BEGIN Material provided

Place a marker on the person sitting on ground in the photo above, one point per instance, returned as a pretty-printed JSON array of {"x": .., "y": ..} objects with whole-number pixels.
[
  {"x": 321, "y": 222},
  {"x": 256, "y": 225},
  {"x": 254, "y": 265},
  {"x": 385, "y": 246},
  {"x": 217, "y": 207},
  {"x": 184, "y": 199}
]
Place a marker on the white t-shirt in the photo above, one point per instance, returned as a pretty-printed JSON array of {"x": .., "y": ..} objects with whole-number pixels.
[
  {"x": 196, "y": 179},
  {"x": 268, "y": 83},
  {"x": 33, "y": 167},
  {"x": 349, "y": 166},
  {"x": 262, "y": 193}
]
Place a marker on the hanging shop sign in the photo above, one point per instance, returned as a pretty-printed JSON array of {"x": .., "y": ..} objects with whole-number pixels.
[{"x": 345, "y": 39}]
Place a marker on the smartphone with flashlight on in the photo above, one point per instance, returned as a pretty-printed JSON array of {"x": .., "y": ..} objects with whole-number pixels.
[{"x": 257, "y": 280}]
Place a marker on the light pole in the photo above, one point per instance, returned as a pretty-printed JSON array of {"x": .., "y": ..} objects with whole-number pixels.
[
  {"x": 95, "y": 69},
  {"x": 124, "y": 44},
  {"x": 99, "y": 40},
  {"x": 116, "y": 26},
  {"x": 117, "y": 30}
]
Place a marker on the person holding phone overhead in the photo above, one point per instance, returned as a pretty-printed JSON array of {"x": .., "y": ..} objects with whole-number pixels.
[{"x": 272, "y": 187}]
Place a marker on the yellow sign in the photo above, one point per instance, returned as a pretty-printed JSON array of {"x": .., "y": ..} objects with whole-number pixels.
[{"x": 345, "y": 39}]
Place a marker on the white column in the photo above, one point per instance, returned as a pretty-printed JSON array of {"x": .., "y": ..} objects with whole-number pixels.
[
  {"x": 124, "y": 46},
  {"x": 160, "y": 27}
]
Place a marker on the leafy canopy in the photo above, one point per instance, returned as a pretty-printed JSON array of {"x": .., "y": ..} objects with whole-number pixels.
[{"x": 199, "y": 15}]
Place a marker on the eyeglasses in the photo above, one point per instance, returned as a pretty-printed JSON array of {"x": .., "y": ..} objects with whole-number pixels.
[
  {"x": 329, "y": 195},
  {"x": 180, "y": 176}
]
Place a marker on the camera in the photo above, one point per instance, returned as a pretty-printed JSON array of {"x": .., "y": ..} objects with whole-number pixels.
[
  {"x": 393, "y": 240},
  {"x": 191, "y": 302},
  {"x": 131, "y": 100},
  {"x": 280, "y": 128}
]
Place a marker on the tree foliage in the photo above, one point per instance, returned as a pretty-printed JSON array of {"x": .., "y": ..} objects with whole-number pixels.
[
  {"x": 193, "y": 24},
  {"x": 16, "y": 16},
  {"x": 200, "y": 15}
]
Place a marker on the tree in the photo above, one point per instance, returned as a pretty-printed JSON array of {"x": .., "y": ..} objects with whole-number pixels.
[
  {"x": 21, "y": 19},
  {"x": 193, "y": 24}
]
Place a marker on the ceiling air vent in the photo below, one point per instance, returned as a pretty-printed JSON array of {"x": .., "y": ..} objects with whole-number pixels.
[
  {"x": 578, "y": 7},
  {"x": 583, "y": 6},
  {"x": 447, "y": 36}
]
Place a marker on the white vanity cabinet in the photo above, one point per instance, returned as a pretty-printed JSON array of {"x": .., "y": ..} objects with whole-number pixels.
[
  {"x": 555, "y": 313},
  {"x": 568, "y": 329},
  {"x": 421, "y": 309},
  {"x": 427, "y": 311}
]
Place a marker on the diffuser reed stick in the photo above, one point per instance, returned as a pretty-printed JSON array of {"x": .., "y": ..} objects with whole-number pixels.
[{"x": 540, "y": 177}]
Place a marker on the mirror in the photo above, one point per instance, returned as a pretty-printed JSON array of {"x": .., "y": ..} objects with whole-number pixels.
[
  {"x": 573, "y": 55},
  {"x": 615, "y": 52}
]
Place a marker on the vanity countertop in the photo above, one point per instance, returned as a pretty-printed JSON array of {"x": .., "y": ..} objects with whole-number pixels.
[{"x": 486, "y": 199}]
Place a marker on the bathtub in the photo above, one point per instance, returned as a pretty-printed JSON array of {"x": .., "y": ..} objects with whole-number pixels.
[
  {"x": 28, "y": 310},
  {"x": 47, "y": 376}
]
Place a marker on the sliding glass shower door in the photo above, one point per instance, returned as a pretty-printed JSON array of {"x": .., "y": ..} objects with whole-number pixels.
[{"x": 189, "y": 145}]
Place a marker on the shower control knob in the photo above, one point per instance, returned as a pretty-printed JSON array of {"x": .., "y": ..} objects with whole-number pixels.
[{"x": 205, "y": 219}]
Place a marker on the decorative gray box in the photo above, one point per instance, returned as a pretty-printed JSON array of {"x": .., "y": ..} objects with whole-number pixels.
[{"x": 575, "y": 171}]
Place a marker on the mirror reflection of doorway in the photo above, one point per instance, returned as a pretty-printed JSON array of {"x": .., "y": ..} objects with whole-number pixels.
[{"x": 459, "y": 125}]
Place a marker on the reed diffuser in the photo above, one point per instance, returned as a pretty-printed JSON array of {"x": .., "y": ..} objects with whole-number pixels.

END Material provided

▶ [Problem requirements] The listing above should be returned in full, exactly as shown.

▶ [Answer below]
Place a marker on the person sitting on ground in the photo above, one point per instance, returned as a pretty-printed JSON array of {"x": .., "y": ..} objects with whole-number pixels.
[
  {"x": 321, "y": 222},
  {"x": 256, "y": 225},
  {"x": 254, "y": 265},
  {"x": 385, "y": 246},
  {"x": 217, "y": 207},
  {"x": 184, "y": 199}
]
Place a marker on the white t-shirt in the photo above, one point per instance, returned as a pretty-printed JSON array of {"x": .., "y": ..} objects with whole-number pixels.
[
  {"x": 196, "y": 179},
  {"x": 268, "y": 83},
  {"x": 33, "y": 167},
  {"x": 349, "y": 166},
  {"x": 262, "y": 193}
]
Place a marker on the hanging shop sign in the photo above, one point per instance, returned as a pretty-printed JSON array of {"x": .., "y": ..} objects with whole-number pixels.
[{"x": 345, "y": 39}]
Place a marker on the smartphone with flashlight on in the photo above, one point per instance, returned as a pretty-printed JSON array of {"x": .., "y": ..} objects with whole-number pixels.
[{"x": 257, "y": 280}]
Place a marker on the light pole in the photo above, one point per instance, returned as a pretty-printed JSON array of {"x": .., "y": ..} objects with whole-number pixels.
[
  {"x": 95, "y": 69},
  {"x": 124, "y": 44},
  {"x": 99, "y": 40},
  {"x": 116, "y": 26},
  {"x": 117, "y": 30}
]
Place a marker on the person holding phone overhead in the photo above, one point per instance, returned as a pretty-printed JSON array of {"x": .., "y": ..} objects with whole-number pixels.
[{"x": 272, "y": 187}]
Place a marker on the yellow sign in the photo above, one point per instance, returned as a pretty-printed JSON array of {"x": .., "y": ..} objects with whole-number pixels.
[{"x": 345, "y": 39}]
Place a marker on the white column in the photo above, one point per instance, returned as a pretty-printed JSON array of {"x": .., "y": ..} objects with whole-number pixels.
[
  {"x": 124, "y": 46},
  {"x": 160, "y": 27}
]
Place a marker on the leafy canopy in the photo above, one point per instance, returned as a pretty-printed JSON array of {"x": .., "y": ..} objects with whole-number pixels.
[{"x": 199, "y": 15}]
Place a marker on the eyeglasses in the photo above, one point per instance, returned as a pretty-printed JSON array of {"x": .., "y": ..} objects with whole-number pixels.
[
  {"x": 329, "y": 195},
  {"x": 180, "y": 176}
]
Place a marker on the camera in the photo above, one point per instance, returned as a pretty-printed JSON array of {"x": .., "y": ..} objects with whole-number pixels.
[
  {"x": 393, "y": 240},
  {"x": 191, "y": 302},
  {"x": 131, "y": 100},
  {"x": 280, "y": 128}
]
Place a marker on the tree foliage in the photo above, one point per instance, returned as a pretty-printed JSON array of {"x": .., "y": ..} objects with whole-number pixels.
[
  {"x": 193, "y": 24},
  {"x": 16, "y": 16},
  {"x": 200, "y": 15}
]
Place a marker on the tree in the photo above, one point per instance, returned as a pretty-printed JSON array of {"x": .., "y": ..} objects with whole-number pixels.
[
  {"x": 21, "y": 19},
  {"x": 193, "y": 24}
]
Place a marker on the ceiling air vent in the photo below, one point per instance, returned as a pretty-printed JSON array of {"x": .., "y": ..} objects with whole-number pixels.
[
  {"x": 578, "y": 7},
  {"x": 583, "y": 6},
  {"x": 447, "y": 36}
]
Place a marker on the white vanity cabinet in the photo above, one point per instance, returned as a pretty-printed JSON array of {"x": .., "y": ..} objects with whole-number pixels.
[
  {"x": 555, "y": 313},
  {"x": 568, "y": 329},
  {"x": 421, "y": 309},
  {"x": 427, "y": 311}
]
Place a marker on the diffuser reed stick in the photo above, one point per instance, returned as a pretty-printed JSON array of {"x": .., "y": ..} objects with whole-number pixels.
[{"x": 540, "y": 177}]
Place a marker on the mirror in the photo above, one point per instance, returned as a pretty-printed JSON array of {"x": .., "y": ..} objects with whole-number pixels.
[
  {"x": 573, "y": 55},
  {"x": 615, "y": 52}
]
Place a marker on the vanity countertop in the photo above, one point per instance, returned as a pretty-printed JSON array of {"x": .., "y": ..} objects with whole-number pixels.
[{"x": 486, "y": 199}]
Place a marker on the bathtub in the photo above, one point per instance, returned as a pretty-printed JSON array of {"x": .., "y": ..} objects with whole-number pixels.
[
  {"x": 28, "y": 310},
  {"x": 47, "y": 376}
]
Place a marker on the sliding glass shower door in the photo above, one point per instance, returned as a pretty-printed JSON array of {"x": .., "y": ..} objects with whole-number pixels.
[{"x": 189, "y": 145}]
Place a marker on the shower control knob in the photo above, one point per instance, returned as a pretty-printed JSON array of {"x": .., "y": ..} objects with whole-number pixels.
[{"x": 205, "y": 219}]
Place a marker on the decorative gray box in the photo above, one point per instance, returned as a pretty-printed JSON array of {"x": .., "y": ..} objects with whole-number pixels.
[{"x": 575, "y": 171}]
Place a marker on the mirror reflection of doorway in the photo above, one point per instance, returned as a pretty-printed JSON array of {"x": .., "y": ..} objects with whole-number pixels.
[{"x": 459, "y": 125}]
Place a marker on the reed diffuser in the photo above, one point per instance, returned as a pretty-printed JSON array of {"x": .., "y": ..} objects with whole-number pixels.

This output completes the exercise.